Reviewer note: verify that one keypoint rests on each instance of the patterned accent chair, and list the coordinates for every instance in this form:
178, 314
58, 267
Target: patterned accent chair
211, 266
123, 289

******

→ **DEINE AUFGABE**:
Benenne in allen Einträgen „patterned accent chair“ in „upholstered armchair“ um und gib die Zeilen ansonsten unverändert wieder.

→ **LÖSUNG DER AUFGABE**:
Reviewer note: verify that one keypoint rests on each instance of the upholstered armchair, and list the coordinates for every instance in this form:
178, 314
58, 267
Target: upholstered armchair
211, 266
123, 289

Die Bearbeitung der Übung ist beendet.